Source text →
Mega-bonus points if other lab members could have access to the database files. I don't know about the integration step, or the ipad part. But if you end up sticking with bibdesk's autofile function for the pdf file management, there is nothing to stop you from putting the pdf repository into version control also. Well, I can't really speak for subversion, I don't know how well it deals with binary files. But I have my bibdesk pdf archive, about 1GB, in git, and only the initial syncs were painful.

advil

I use Mendeley. I haven't used it for a *huge* database, but it has worked reasonably well for me for figuring out paper refs with a collaborator (I could share tags and notes and new references with her pretty easily). I also have built my Mendeley library mostly from scratch, but it does have some import functions; might be worth checking it out, anyhow.

nat

I agree that Mendeley is good for this particular problem.

Supplied material →
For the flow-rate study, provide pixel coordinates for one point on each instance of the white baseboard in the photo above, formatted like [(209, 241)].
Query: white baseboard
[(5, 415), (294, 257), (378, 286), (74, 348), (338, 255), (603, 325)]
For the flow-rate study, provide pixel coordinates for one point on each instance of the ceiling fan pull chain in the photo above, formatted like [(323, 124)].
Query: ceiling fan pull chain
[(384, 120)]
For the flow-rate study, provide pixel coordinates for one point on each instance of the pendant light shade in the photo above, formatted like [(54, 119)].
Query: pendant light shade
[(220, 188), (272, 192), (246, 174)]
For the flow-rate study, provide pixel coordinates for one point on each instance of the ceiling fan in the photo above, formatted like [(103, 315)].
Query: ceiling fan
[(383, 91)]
...
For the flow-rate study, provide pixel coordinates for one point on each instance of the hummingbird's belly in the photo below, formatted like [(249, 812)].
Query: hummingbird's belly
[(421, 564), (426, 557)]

Problem 1 →
Using the reference-tools text, decide whether each statement agrees with it. Answer yes or no for each, and quote the words from the text that settle it.
(a) The first writer keeps a bibdesk pdf archive of about 1GB in git.
(b) The Mendeley user has used it for a huge database.
(c) The Mendeley user built the library mostly through import functions.
Problem 2 →
Answer these from the reference-tools text:
(a) Which two parts does the first writer say they don't know about?
(b) What could the Mendeley user share with a collaborator?
(c) Which tool does the last post call good for this particular problem?
Problem 3 → Reproduce a passage of the reference-tools text word for word. Begin at the words "I use Mendeley." and stop after "this particular problem.".
Work only from the reference-tools text; leave the material out of it.

Reply 1 →
(a) Yes: "I have my bibdesk pdf archive, about 1GB, in git"
(b) No: "I haven't used it for a *huge* database"
(c) No: "I also have built my Mendeley library mostly from scratch"

Reply 2 →
(a) The integration step and the ipad part.
(b) Tags, notes, and new references.
(c) Mendeley.

Reply 3 →
I use Mendeley. I haven't used it for a *huge* database, but it has worked reasonably well for me for figuring out paper refs with a collaborator (I could share tags and notes and new references with her pretty easily). I also have built my Mendeley library mostly from scratch, but it does have some import functions; might be worth checking it out, anyhow.

nat

I agree that Mendeley is good for this particular problem.